- **OBJECTIF ÉNONCÉ 1**: Dans les enregistrements, réécris le passage allant de la ligne qui contient « Mark every instance of mulch » jusqu'à celle qui contient « 227;142;370;186 », bornes comprises, en remplaçant « window awning » par « porch awning » et en laissant tout le reste identique.
- **OBJECTIF ÉNONCÉ 2**: Rédige la suite de l'article sur la victoire culturelle des eurosceptiques aux élections européennes, en reprenant juste après sa dernière phrase.

---------- EXTRAIT CITÉ ----------

Elections européennes : la victoire culturelle des eurosceptiques

Elections européennes : la victoire culturelle des eurosceptiques

Il y a ce qu’on voit : la bataille à trois, entre Jordan Bardella, Valérie Hayer et Raphaël Glucksmann, celle des autres listes, moins vigoureuses dans les sondages, de LFI aux Ecologistes en passant par Les Républicains et Reconquête ; celle des petites listes, communistes, radicaux de gauche, animalistes, patriotes, alliance rurale, etc. – qui tentent d’exister tant bien que mal. Et il y a ce qu’on voit moins, en dépit des individualités : la dynamique des listes eurosceptiques sur les europhiles. Si les premières ne tancent pas Bruxelles pour les mêmes raisons ni n’offrent les mêmes remèdes, selon qu’elles soient à gauche ou à l’extrême droite, leurs intentions de votes cumulées démontrent leur victoire culturelle.

Il y a dix ans, aux européennes de 2014, le Front national arrive certes en tête aux élections européennes – une première historique dans un scrutin national – mais les listes proeuropéennes restent majoritaires dans les urnes avec l’UMP (24,86 %), le Parti socialiste (14 %), la liste “L’Alternative” de François Bayrou (9,94 %) et EELV (8,95 %). Le Front de gauche mené par Jean-Luc Mélenchon, et qui proposait alors de s’affranchir du traité de Lisbonne pour construire “une autre Europe” obtenait quelque 6 %, quand les petites listes eurosceptiques de gauche et de droite (Lutte ouvrière, NPA, UPR, etc.) dépassaient péniblement les 1 %. Mais cinq ans plus tard, aux européennes de 2019, une bascule : la chute du PS et de LR fragilise les europhiles, et même si les Ecologistes tirent leur épingle du jeu (13 % des bulletins), le total des quatre grandes listes pro-Europe n’atteint pas les 50 %.

“Notre Europe aujourd’hui est mortelle”

A regarder l’ensemble des sondages évoquant le vote du 9 juin prochain, il y a fort à parier que l’avancée des eurosceptiques, plus ou moins sévères, se confirme : Jordan Bardella est annoncé en tête, à une quinzaine de points de Valérie Hayer, la candidate Renew, bien appuyé la liste Reconquête de Marion Maréchal et celle de Florian Philippot. Et si à gauche, Jean-Luc Mélenchon a renoncé à évoquer l’hypothèse d’une sortie de l’Union européenne et de l’euro depuis 2019, il n’en reste pas moins sévère envers Bruxelles, comme les communistes de Léon Deffontaines ou la petite liste de George Kuzmanovic. En France, les sociaux-démocrates, écologistes et la droite européenne sortiront de ces élections en position de faiblesse.

---------- DONNÉES DE TRAVAIL ----------

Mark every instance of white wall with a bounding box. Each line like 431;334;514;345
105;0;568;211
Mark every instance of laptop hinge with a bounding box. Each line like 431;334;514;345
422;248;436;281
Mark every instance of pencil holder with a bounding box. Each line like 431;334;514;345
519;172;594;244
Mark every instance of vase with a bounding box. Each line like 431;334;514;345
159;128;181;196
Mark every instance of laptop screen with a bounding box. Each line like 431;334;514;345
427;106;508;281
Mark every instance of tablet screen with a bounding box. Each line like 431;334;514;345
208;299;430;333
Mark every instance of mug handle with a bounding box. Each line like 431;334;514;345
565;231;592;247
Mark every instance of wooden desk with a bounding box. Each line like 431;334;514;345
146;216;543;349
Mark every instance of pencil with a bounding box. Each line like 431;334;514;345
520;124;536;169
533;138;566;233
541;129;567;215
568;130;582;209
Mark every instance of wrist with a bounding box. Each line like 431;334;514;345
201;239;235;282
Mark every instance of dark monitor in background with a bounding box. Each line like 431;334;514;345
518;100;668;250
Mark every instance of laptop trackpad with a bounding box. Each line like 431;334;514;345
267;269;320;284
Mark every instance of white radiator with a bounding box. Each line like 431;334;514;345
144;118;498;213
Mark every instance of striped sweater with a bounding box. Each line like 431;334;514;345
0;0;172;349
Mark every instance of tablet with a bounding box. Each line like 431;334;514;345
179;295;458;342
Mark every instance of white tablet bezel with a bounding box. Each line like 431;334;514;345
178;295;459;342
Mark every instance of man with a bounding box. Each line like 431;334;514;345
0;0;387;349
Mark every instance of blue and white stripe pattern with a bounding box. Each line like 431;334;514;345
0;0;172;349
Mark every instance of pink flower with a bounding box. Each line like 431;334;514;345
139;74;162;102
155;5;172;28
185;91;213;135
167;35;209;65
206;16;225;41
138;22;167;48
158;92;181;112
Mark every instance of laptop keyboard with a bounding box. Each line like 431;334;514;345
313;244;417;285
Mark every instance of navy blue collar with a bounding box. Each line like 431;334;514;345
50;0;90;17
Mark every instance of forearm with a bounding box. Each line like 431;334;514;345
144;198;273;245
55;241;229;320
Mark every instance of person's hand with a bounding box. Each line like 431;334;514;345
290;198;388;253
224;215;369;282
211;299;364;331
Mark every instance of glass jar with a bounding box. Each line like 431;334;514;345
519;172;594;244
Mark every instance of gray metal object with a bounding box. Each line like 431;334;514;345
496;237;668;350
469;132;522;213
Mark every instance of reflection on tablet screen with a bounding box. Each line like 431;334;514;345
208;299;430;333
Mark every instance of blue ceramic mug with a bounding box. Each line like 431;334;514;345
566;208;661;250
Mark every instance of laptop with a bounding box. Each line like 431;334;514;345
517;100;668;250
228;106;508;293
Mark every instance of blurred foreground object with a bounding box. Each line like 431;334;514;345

----------
---------- DONNÉES DE TRAVAIL ----------

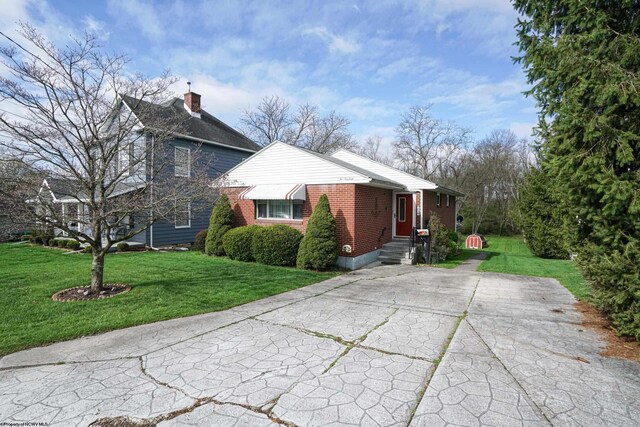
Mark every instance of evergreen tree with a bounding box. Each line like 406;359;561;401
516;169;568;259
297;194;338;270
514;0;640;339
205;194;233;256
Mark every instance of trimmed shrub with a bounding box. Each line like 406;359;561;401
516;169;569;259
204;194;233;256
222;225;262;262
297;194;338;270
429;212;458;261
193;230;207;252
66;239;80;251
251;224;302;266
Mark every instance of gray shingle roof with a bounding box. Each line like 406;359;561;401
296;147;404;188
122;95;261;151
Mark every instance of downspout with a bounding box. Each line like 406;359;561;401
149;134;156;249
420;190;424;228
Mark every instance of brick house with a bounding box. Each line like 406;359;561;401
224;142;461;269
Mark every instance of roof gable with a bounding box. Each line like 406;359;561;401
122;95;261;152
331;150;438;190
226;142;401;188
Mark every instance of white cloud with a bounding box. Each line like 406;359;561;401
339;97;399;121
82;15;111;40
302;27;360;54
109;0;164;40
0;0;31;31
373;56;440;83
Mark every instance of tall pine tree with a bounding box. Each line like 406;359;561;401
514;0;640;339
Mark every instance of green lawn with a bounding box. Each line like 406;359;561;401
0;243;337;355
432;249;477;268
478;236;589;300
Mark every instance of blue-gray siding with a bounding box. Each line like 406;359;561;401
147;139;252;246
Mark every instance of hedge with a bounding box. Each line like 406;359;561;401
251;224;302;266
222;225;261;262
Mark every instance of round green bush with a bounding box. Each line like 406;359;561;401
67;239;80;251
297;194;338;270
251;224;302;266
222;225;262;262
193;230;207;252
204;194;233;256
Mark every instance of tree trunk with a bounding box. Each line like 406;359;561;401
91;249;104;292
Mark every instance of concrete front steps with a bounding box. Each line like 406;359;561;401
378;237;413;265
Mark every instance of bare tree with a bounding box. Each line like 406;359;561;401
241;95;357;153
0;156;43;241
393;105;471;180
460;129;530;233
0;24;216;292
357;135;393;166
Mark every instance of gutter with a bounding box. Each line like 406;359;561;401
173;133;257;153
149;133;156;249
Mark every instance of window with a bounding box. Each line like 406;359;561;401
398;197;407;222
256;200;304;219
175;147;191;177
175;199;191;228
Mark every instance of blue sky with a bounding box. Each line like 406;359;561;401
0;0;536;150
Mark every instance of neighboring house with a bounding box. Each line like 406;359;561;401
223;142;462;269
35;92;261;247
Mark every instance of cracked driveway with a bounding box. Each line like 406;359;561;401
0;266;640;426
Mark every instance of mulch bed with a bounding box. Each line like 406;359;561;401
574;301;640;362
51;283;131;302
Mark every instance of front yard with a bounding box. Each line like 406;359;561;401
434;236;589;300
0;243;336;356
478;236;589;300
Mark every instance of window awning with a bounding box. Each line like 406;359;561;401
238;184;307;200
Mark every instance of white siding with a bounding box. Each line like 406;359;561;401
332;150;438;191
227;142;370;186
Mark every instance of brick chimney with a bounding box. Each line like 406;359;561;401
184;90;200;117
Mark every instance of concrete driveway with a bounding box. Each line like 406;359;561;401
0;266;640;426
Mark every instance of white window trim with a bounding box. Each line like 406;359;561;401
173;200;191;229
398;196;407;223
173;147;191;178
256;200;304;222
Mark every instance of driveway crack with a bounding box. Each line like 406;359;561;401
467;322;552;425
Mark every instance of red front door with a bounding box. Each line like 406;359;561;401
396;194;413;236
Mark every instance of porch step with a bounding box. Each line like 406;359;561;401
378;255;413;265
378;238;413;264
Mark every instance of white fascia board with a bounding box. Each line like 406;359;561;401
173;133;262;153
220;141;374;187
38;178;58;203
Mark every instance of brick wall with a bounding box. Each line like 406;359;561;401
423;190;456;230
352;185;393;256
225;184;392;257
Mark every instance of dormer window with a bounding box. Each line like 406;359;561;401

----------
---------- DONNÉES DE TRAVAIL ----------

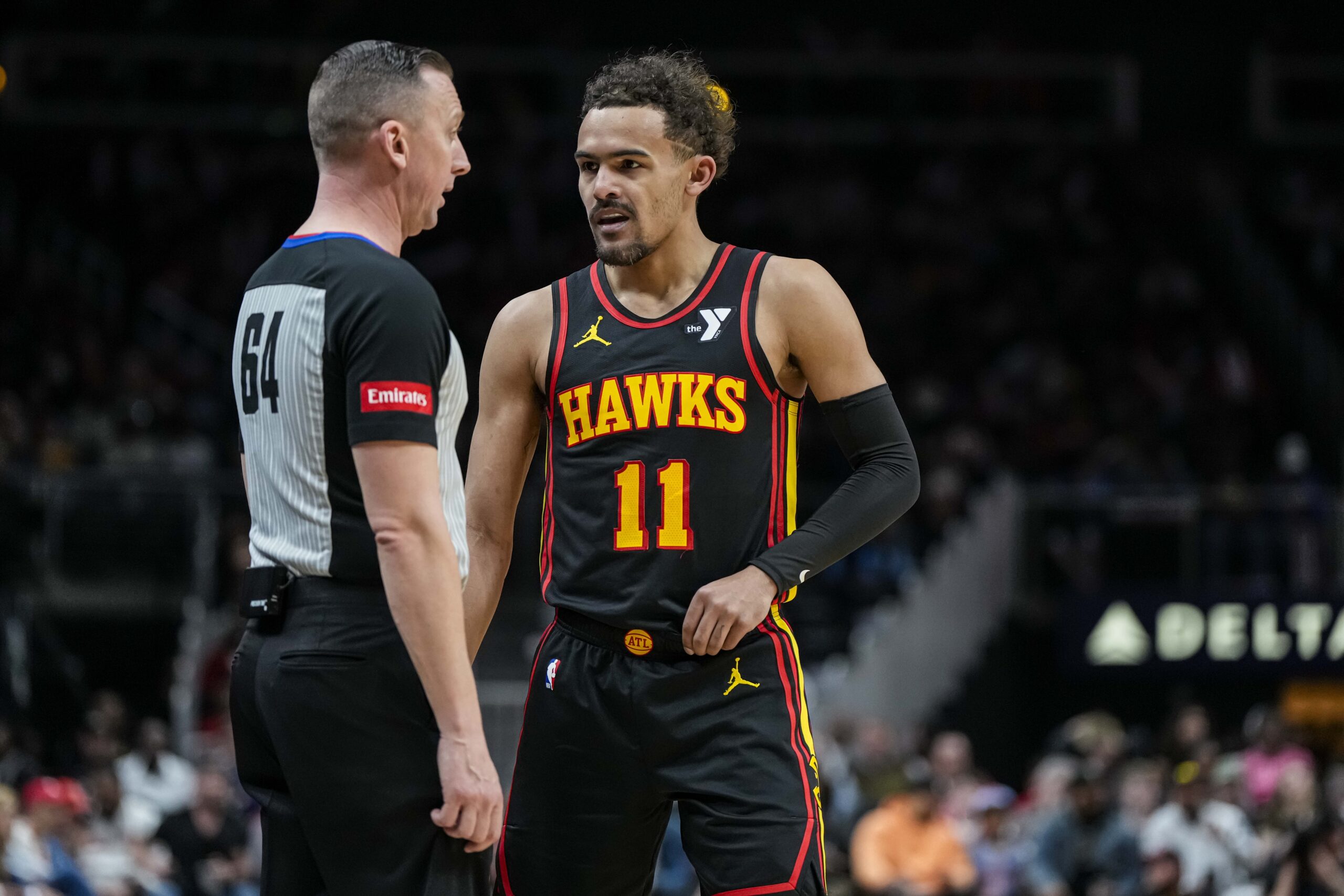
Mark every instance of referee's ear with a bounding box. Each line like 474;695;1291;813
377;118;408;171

----------

- **RÉSULTAT OBTENU 1**:
Mark every instance of mulch bed with a bounding box. Each line like 406;359;561;401
574;301;640;362
51;283;131;302
Mark every instance of front yard with a bounding box. Each line like 406;359;561;401
434;236;589;300
0;243;336;356
478;236;589;300
Mark every instance of porch awning with a bounding box. Each line like 406;359;561;401
238;184;307;200
Mark every instance of white siding with a bounding box. Each line like 406;359;561;401
332;150;438;191
227;142;370;186

- **RÉSULTAT OBTENU 2**:
Ce qui n’est pas sans rappeler l’état de l’opinion nationale sur la question européenne. Dans un récent sondage Ifop pour Ouest-France, une majorité de Français exprimait un sentiment négatif à l’égard de l’Europe, d’inquiétude (46 %), de colère (13 %) sinon d’indifférence (16 %). Seulement 15 % des personnes interrogées disaient leur confiance envers l’UE, et 10 % leur optimisme. Un Français sur deux considère que la construction européenne a des effets positifs pour son pays, ils étaient un peu plus nombreux en mars 2017, au moment de l’élection d’Emmanuel Macron.

Candidat europhile s’il en était, le chef de l’Etat promettait lors de son premier discours de la Sorbonne de réveiller l’union. A l’époque, le jeune président étonnait avec ses 77 propositions, restimulant, de l’avis de beaucoup, l’ambition collective européenne. Sept ans plus tard, les populistes gagnent toujours plus de terrain, en France, en Italie ou dans les pays nordiques, et dans un autre discours, à la Sorbonne toujours, le même Emmanuel Macron concédait : “Notre Europe aujourd’hui est mortelle.” Le rêve européen ne l’est-il pas déjà ?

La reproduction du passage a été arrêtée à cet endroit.